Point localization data
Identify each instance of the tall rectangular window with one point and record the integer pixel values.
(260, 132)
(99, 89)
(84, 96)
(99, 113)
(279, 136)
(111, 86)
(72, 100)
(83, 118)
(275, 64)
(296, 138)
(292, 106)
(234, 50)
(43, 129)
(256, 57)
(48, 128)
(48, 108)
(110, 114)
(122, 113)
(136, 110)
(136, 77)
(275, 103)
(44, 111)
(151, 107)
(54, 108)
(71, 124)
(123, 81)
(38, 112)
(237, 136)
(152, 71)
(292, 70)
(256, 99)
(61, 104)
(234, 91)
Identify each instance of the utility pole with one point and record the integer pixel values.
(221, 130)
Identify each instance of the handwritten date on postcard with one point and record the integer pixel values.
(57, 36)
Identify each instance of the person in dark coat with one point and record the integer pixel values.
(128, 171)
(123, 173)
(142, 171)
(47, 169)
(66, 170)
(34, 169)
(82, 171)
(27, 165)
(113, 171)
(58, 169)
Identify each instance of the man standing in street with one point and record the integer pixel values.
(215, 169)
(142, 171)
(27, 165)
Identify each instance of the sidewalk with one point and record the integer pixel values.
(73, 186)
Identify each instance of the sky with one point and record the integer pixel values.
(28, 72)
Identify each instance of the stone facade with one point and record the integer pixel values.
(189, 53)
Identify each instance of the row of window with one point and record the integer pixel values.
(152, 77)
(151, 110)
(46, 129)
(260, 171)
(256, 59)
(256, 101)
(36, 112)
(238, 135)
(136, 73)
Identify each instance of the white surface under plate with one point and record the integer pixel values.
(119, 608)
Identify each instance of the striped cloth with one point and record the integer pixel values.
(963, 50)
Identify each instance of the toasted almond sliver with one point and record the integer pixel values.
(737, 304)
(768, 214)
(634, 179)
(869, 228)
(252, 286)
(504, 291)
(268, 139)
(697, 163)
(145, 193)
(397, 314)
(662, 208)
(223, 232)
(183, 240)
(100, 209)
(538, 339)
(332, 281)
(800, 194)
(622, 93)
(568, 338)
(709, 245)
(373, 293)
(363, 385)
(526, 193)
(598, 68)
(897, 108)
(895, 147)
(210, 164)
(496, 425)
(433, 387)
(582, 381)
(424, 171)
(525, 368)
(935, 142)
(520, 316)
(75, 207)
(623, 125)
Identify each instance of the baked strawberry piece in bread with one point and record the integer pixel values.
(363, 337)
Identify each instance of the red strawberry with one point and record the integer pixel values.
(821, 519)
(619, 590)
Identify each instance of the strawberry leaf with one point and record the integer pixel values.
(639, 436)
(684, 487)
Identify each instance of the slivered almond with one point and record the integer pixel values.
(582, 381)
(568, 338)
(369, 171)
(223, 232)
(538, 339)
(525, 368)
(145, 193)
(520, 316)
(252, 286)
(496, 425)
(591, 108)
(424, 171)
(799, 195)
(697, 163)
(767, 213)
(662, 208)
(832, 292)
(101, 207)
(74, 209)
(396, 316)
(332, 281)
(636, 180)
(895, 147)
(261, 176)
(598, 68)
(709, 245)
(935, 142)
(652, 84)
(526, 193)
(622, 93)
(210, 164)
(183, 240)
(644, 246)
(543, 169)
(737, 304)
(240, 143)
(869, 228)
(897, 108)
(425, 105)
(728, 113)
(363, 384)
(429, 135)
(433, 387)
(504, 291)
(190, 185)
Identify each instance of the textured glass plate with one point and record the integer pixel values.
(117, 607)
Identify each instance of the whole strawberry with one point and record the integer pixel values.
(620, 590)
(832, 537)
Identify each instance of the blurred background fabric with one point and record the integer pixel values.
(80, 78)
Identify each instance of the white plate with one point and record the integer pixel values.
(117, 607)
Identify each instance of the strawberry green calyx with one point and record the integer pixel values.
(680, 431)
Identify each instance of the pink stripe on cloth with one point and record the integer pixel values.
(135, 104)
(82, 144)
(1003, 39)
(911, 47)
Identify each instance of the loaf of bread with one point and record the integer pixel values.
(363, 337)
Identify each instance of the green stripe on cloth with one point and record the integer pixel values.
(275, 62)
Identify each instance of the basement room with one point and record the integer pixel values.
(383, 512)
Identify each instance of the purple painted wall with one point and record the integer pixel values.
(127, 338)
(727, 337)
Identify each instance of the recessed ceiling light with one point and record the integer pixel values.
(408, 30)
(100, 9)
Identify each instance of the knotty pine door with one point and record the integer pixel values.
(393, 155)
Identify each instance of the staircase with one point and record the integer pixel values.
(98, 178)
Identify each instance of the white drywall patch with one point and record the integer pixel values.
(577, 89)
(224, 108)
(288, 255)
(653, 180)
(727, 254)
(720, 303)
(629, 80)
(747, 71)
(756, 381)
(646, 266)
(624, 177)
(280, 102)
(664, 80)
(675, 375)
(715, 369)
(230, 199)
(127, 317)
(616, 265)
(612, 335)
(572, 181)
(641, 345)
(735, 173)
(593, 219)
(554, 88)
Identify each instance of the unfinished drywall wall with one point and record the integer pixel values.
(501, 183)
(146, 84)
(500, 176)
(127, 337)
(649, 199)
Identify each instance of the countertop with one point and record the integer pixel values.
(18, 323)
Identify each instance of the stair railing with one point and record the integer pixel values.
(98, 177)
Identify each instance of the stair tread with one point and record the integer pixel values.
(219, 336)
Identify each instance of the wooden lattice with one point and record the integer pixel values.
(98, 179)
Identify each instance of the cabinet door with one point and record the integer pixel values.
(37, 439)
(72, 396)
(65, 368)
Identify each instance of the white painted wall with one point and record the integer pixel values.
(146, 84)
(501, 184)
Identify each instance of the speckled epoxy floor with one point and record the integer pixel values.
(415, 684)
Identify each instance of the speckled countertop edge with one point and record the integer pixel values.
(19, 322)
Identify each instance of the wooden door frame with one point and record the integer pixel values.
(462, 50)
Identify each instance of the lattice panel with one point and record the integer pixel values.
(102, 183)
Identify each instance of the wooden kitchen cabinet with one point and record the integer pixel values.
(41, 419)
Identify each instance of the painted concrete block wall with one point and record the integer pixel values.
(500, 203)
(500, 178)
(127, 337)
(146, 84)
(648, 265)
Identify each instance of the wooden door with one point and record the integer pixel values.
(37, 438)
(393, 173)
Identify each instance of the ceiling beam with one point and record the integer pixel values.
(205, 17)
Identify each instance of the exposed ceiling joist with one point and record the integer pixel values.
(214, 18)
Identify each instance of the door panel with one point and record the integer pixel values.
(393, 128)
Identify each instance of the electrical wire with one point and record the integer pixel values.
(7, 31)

-- WHAT THE TASK REQUIRES --
Print every line of the records above without a single difference.

-- RESULT OF THE EXERCISE --
Identify each instance of the tall rectangular window with one point and record the integer pixel values.
(260, 132)
(99, 89)
(84, 96)
(99, 113)
(279, 136)
(111, 86)
(72, 100)
(83, 118)
(275, 64)
(296, 138)
(292, 106)
(234, 50)
(43, 129)
(256, 57)
(48, 128)
(48, 108)
(110, 114)
(122, 113)
(136, 110)
(136, 77)
(275, 103)
(44, 111)
(151, 107)
(54, 108)
(71, 124)
(123, 81)
(38, 112)
(237, 136)
(152, 71)
(292, 70)
(256, 99)
(61, 104)
(234, 91)
Identify each instance of the utility pole with one point and record the integer pixel values.
(221, 130)
Identify each instance of the handwritten date on postcard with one point and record the integer pixel values.
(57, 36)
Identify each instance of the person in dark coat with one point and record the integer pixel values.
(128, 171)
(123, 173)
(142, 171)
(47, 169)
(66, 170)
(34, 169)
(82, 171)
(27, 165)
(113, 171)
(58, 169)
Identify each instance of the man standing in street with one point and record the integer pixel values.
(215, 169)
(142, 171)
(27, 165)
Identify each instance of the sidewalk with one point and record the integer pixel values.
(73, 186)
Identify each instance of the sky with one point and record the integer pixel values.
(28, 72)
Identify each instance of the stone facade with one point and record the integer pixel values.
(189, 53)
Identify each instance of the row of window with one point and record the integer pixel values.
(152, 77)
(151, 110)
(46, 129)
(260, 171)
(256, 59)
(256, 101)
(36, 112)
(238, 135)
(136, 73)
Identify each instance of the white surface under plate with one point and record the integer pixel values.
(119, 608)
Identify each instance of the striped cloth with one point and record the integer pixel values.
(963, 50)
Identify each instance of the toasted almond sliver with one point and record the integer pixel values.
(737, 304)
(768, 214)
(634, 179)
(869, 228)
(252, 286)
(504, 291)
(268, 139)
(697, 163)
(145, 193)
(397, 314)
(662, 208)
(223, 232)
(183, 240)
(100, 209)
(538, 339)
(332, 281)
(800, 194)
(622, 93)
(568, 338)
(709, 245)
(373, 293)
(363, 385)
(526, 193)
(598, 68)
(897, 108)
(895, 147)
(210, 164)
(496, 425)
(433, 387)
(582, 381)
(424, 171)
(525, 368)
(935, 142)
(520, 316)
(75, 207)
(623, 125)
Identify each instance of the baked strawberry piece in bread with one point and record the integer pixel values.
(363, 337)
Identify each instance of the red strawberry with one point and record the integer pixel values.
(821, 519)
(619, 590)
Identify each instance of the strawberry leaf with one point and record the integer pixel values.
(639, 436)
(684, 487)
Identify each instance of the slivered almond with one point and record the integer pixel values.
(582, 381)
(568, 338)
(369, 171)
(223, 232)
(538, 339)
(525, 368)
(145, 193)
(520, 316)
(252, 286)
(496, 425)
(591, 108)
(424, 171)
(799, 195)
(697, 163)
(767, 213)
(662, 208)
(832, 292)
(101, 207)
(74, 209)
(396, 316)
(332, 281)
(636, 180)
(895, 147)
(261, 176)
(598, 68)
(709, 245)
(935, 142)
(652, 84)
(526, 193)
(622, 93)
(210, 164)
(183, 240)
(644, 246)
(543, 169)
(737, 304)
(240, 143)
(869, 228)
(897, 108)
(425, 105)
(728, 113)
(363, 384)
(429, 135)
(433, 387)
(504, 291)
(190, 185)
Identify each instance of the textured glass plate with one point and record the integer pixel values.
(117, 607)
Identify each instance of the whole strawberry with one point and record the integer pixel values.
(620, 590)
(832, 537)
Identify each instance of the blurred background fabric with one point and record the integer pixel values.
(80, 78)
Identify each instance of the white plate with one point and record the integer pixel values.
(117, 607)
Identify each instance of the strawberry green calyx with one point and record the integer pixel values.
(680, 431)
Identify each instance of the pink stripe on cloth with one point and record the integer pixel values.
(135, 104)
(82, 144)
(1003, 39)
(911, 47)
Identify each instance of the loaf of bread with one point and record the integer pixel values.
(363, 337)
Identify each instance of the green stripe on cloth with one point and record the integer pixel values.
(275, 62)
Identify each instance of the basement room with one point and record the integer pixel values.
(383, 512)
Identify each instance of the purple painted wall with one point and record the integer pixel values.
(127, 338)
(727, 337)
Identify each instance of the recessed ceiling light with one point and record the integer pixel values.
(408, 30)
(100, 9)
Identify each instance of the knotty pine door with one point and record the integer pixel values.
(393, 155)
Identify each instance of the staircase with one point and record the integer pixel values.
(98, 178)
Identify each instance of the white drywall patch with one point and record the integer pixel values.
(577, 89)
(224, 108)
(288, 255)
(653, 180)
(727, 254)
(720, 303)
(629, 80)
(747, 71)
(756, 381)
(646, 266)
(624, 177)
(280, 102)
(664, 80)
(675, 375)
(715, 369)
(230, 199)
(127, 317)
(616, 265)
(612, 335)
(572, 181)
(641, 345)
(735, 173)
(593, 219)
(554, 88)
Identify each instance of the unfinished drywall wall with one point and record the integer pixel values.
(501, 183)
(146, 84)
(500, 176)
(127, 337)
(649, 199)
Identify each instance of the countertop with one point and record the integer pixel values.
(18, 323)
Identify each instance of the stair railing with one point and record the integer pixel values.
(98, 177)
Identify each instance of the stair tread with one point and record the integer pixel values.
(219, 336)
Identify each instance of the wooden lattice with one point and record the integer pixel values.
(98, 179)
Identify each instance of the cabinet door with one point and record the integer pixel values.
(37, 439)
(72, 396)
(65, 368)
Identify each instance of the white painted wall with one point and record the integer pixel values.
(146, 84)
(501, 184)
Identify each instance of the speckled epoxy floor with one point and record the integer pixel values.
(415, 684)
Identify each instance of the speckled countertop edge with one point and record the integer pixel values.
(19, 322)
Identify each instance of the wooden door frame with one point and record the integer pixel values.
(462, 50)
Identify each instance of the lattice panel with one point and record the integer pixel values.
(102, 183)
Identify each instance of the wooden kitchen cabinet with one point and record the integer pixel values.
(41, 419)
Identify each instance of the painted concrete block wall with one point and record the integer pixel values.
(500, 203)
(500, 178)
(127, 337)
(146, 84)
(648, 265)
Identify each instance of the wooden door with one point and record the integer pixel values.
(37, 438)
(393, 173)
Identify each instance of the ceiling beam with one point and record the integer pixel values.
(205, 17)
Identify each instance of the exposed ceiling joist with one point and record the integer pixel values.
(214, 18)
Identify each instance of the door panel with one point and record the integer pixel values.
(393, 128)
Identify each instance of the electrical wire with one point and record the integer pixel values.
(7, 31)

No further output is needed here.